ZU LÖSENDE AUFGABE> Schreibe die Zeilen von der Zeile mit „Expected behaviour: mark a point on the red short-sleeved“ bis zur Zeile mit „[[334, 126]]“ einschließlich neu und ersetze darin „outstretched arm“ durch „raised arm“, ohne sonst etwas zu ändern.
━━━ GEGEBENE INFORMATIONEN ━━━
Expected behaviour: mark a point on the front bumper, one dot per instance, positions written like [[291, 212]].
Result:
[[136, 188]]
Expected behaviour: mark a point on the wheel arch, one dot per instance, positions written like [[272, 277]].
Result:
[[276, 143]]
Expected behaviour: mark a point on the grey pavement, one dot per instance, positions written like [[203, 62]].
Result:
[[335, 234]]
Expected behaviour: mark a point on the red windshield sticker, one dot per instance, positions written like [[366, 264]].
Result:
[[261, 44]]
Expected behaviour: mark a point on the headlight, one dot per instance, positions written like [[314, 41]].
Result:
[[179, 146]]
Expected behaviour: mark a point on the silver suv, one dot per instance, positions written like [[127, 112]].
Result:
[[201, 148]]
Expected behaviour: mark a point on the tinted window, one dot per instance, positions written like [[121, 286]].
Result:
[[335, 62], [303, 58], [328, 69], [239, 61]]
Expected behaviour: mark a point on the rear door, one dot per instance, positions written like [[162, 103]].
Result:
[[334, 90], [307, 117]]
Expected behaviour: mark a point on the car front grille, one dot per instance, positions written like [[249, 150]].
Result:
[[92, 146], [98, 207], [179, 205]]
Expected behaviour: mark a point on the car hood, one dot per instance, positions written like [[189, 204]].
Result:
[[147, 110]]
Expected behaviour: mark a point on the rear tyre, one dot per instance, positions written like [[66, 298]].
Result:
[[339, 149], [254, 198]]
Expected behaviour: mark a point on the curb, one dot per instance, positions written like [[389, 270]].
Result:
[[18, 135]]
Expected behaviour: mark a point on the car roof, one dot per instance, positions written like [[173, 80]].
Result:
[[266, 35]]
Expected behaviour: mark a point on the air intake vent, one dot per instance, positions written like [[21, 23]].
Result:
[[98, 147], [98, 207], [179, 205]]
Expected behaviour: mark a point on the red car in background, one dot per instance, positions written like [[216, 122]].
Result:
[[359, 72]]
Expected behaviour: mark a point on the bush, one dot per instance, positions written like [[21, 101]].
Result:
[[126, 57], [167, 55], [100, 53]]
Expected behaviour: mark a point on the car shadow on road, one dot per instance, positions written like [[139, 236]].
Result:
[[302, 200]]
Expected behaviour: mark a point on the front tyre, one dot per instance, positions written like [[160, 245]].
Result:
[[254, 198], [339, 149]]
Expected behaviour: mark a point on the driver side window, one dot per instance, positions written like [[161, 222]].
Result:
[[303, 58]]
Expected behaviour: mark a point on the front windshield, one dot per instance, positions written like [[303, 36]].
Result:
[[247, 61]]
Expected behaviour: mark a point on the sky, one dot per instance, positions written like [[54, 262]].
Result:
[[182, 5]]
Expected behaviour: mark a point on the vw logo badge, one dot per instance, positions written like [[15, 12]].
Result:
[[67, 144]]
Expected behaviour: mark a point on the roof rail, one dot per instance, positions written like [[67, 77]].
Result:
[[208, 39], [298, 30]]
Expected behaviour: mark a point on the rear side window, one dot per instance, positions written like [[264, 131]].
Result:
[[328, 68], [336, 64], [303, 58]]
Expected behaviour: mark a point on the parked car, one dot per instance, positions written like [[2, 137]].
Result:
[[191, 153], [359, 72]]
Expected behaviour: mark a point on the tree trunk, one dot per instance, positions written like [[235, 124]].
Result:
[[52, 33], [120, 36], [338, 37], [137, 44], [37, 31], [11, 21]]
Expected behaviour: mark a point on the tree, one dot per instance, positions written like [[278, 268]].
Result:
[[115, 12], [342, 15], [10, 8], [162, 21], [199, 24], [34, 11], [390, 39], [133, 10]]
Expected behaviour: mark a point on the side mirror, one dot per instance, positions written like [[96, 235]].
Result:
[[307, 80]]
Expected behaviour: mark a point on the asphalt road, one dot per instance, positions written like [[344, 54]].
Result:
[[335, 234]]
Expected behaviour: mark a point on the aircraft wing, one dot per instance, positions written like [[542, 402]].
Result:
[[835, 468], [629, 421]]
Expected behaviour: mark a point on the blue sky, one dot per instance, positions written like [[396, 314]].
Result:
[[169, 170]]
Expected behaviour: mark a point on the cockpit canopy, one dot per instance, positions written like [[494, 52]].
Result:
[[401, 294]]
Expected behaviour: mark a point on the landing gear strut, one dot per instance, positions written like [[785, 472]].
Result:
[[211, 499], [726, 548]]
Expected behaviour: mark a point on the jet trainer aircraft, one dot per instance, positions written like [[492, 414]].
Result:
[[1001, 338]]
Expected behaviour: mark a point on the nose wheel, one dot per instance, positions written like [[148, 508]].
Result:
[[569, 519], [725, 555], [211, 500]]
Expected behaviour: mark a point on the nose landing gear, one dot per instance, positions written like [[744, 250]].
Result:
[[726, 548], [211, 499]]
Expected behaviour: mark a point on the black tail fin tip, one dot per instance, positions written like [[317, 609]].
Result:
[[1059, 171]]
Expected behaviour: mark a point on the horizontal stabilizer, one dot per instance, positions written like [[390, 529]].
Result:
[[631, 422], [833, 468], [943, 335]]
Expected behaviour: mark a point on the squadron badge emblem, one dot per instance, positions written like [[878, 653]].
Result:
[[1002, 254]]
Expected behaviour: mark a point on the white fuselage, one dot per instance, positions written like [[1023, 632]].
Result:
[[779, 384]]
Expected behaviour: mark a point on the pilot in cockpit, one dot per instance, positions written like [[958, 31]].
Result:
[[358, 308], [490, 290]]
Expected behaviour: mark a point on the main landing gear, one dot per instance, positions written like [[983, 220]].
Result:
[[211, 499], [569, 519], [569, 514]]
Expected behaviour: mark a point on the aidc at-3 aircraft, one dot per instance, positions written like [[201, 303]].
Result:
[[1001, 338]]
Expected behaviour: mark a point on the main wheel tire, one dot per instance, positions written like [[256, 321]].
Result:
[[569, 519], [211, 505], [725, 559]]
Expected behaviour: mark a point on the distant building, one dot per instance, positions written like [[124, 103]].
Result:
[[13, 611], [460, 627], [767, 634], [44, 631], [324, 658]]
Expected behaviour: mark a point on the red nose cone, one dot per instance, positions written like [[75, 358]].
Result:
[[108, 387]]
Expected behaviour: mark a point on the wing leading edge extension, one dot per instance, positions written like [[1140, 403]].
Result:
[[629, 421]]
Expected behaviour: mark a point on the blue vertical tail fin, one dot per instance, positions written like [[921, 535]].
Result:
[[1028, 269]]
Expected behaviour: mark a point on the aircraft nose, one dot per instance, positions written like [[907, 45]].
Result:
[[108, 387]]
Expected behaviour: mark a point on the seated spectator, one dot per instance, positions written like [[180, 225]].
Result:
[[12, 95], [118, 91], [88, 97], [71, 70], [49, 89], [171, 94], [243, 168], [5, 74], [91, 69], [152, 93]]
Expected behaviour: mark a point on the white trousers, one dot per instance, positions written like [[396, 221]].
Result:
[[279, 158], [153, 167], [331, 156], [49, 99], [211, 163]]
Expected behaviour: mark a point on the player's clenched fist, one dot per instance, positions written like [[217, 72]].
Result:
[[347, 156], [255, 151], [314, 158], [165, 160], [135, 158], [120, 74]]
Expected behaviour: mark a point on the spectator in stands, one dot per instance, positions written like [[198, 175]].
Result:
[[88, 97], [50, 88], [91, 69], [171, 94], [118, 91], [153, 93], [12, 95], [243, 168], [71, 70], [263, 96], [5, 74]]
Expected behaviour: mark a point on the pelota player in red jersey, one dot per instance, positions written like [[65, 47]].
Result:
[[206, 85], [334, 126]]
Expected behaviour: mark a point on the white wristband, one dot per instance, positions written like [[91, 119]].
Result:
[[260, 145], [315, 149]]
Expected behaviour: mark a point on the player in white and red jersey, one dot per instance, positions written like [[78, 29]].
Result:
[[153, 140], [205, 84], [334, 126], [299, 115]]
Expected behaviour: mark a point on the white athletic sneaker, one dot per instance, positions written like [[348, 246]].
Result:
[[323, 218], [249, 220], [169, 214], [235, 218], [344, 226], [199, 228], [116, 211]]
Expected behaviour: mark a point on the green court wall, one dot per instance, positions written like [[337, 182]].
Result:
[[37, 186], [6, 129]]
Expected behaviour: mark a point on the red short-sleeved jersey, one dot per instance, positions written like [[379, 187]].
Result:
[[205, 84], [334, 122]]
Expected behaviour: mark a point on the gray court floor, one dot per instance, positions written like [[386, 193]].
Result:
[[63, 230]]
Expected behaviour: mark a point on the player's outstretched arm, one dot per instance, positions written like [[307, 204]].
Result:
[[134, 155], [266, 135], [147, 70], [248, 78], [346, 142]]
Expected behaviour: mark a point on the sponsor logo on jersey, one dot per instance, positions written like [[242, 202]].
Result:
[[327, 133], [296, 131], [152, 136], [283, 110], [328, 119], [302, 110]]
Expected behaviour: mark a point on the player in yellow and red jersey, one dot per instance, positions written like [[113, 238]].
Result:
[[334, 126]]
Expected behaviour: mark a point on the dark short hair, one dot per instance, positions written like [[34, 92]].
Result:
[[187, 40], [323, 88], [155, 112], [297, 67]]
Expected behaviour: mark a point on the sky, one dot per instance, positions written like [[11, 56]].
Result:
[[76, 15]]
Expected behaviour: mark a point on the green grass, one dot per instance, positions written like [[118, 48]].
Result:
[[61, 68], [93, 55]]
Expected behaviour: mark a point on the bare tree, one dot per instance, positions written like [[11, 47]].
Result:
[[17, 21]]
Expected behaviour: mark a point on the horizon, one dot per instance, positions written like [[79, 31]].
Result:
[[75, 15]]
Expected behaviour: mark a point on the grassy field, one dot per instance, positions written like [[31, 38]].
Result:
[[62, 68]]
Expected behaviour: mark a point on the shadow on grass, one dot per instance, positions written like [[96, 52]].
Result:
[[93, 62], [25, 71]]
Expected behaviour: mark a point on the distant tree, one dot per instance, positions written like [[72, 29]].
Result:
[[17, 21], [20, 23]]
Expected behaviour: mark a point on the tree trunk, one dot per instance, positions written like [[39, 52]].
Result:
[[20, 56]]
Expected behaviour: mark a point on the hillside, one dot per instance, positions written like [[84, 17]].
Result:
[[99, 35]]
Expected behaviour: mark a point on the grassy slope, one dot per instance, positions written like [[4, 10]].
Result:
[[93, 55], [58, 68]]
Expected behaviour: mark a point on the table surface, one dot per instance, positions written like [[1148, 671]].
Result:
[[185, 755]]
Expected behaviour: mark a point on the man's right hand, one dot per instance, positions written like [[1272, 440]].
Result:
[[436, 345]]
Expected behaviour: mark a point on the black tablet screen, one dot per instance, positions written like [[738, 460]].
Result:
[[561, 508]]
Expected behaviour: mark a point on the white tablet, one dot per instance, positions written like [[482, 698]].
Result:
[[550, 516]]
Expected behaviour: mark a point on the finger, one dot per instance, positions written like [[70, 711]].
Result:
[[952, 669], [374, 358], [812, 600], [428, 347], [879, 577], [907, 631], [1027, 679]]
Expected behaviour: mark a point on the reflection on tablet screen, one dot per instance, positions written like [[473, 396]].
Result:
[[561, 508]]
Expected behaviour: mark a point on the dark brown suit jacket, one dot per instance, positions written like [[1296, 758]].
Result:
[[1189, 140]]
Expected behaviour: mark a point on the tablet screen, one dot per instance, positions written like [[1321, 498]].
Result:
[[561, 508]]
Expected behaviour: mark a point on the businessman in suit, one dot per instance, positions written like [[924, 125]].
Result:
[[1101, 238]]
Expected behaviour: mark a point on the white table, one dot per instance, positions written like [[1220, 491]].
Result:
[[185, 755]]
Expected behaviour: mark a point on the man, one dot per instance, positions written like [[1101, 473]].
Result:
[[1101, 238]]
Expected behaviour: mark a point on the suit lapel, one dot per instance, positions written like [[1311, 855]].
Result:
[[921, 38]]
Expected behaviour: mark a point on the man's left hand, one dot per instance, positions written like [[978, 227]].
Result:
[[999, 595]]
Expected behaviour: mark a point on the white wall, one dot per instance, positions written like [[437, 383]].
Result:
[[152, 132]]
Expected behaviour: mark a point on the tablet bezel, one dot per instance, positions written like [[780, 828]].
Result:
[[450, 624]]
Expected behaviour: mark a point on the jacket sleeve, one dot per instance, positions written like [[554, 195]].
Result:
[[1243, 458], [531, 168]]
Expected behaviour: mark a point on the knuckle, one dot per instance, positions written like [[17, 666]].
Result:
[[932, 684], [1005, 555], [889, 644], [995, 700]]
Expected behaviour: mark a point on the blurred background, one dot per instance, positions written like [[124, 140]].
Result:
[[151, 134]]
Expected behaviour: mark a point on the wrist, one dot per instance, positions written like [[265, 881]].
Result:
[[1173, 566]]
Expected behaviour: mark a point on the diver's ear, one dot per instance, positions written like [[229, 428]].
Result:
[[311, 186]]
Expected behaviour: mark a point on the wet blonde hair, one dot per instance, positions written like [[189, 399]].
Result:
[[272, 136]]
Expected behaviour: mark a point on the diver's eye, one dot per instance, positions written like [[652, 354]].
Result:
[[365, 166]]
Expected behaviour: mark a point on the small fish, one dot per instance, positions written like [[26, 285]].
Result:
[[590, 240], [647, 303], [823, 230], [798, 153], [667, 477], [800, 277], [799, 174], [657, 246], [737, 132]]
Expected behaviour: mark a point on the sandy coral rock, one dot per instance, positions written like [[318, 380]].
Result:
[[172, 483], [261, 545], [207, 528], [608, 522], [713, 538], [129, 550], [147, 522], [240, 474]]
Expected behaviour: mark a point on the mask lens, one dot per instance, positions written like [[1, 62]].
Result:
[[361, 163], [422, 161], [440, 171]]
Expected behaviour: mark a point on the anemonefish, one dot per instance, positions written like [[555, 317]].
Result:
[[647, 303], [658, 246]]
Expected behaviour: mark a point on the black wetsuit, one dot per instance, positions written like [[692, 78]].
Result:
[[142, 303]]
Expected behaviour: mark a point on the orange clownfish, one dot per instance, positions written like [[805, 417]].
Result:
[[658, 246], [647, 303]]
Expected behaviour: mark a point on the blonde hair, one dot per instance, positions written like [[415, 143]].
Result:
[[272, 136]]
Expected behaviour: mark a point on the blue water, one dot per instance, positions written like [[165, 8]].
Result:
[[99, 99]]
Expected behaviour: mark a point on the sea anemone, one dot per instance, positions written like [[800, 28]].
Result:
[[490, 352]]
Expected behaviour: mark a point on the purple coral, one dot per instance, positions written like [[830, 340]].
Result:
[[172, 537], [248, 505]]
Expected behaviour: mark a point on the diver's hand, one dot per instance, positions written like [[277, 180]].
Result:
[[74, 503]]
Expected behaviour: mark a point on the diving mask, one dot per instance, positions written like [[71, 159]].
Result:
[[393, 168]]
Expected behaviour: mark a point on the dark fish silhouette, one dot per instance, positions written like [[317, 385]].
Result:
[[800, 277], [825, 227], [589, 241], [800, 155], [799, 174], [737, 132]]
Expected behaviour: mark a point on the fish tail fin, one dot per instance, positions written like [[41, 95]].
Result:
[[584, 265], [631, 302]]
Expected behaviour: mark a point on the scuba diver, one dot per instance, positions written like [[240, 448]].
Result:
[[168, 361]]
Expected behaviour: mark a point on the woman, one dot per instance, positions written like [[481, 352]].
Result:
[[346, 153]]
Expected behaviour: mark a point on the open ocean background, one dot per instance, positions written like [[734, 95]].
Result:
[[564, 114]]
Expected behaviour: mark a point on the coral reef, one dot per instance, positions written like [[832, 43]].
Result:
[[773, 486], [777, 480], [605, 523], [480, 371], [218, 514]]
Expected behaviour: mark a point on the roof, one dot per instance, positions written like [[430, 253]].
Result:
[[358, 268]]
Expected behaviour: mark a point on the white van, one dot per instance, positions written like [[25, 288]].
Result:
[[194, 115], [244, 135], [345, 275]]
━━━
KORREKTE AUSGABE>
Expected behaviour: mark a point on the red short-sleeved jersey, one dot per instance, positions written like [[379, 187]].
Result:
[[205, 84], [334, 122]]
Expected behaviour: mark a point on the gray court floor, one dot per instance, positions written like [[386, 193]].
Result:
[[63, 230]]
Expected behaviour: mark a point on the player's raised arm, one dot per instance, positions written like [[307, 204]].
Result:
[[134, 155], [266, 135], [147, 70], [248, 78], [346, 142]]
Expected behaviour: mark a point on the sponsor logo on jersey, one dot per instance, positions written like [[242, 202]].
Result:
[[327, 133], [296, 131], [152, 136], [283, 110], [328, 119], [302, 110]]
Expected behaviour: mark a point on the player in yellow and red jersey, one dot per instance, positions written like [[113, 238]].
Result:
[[334, 126]]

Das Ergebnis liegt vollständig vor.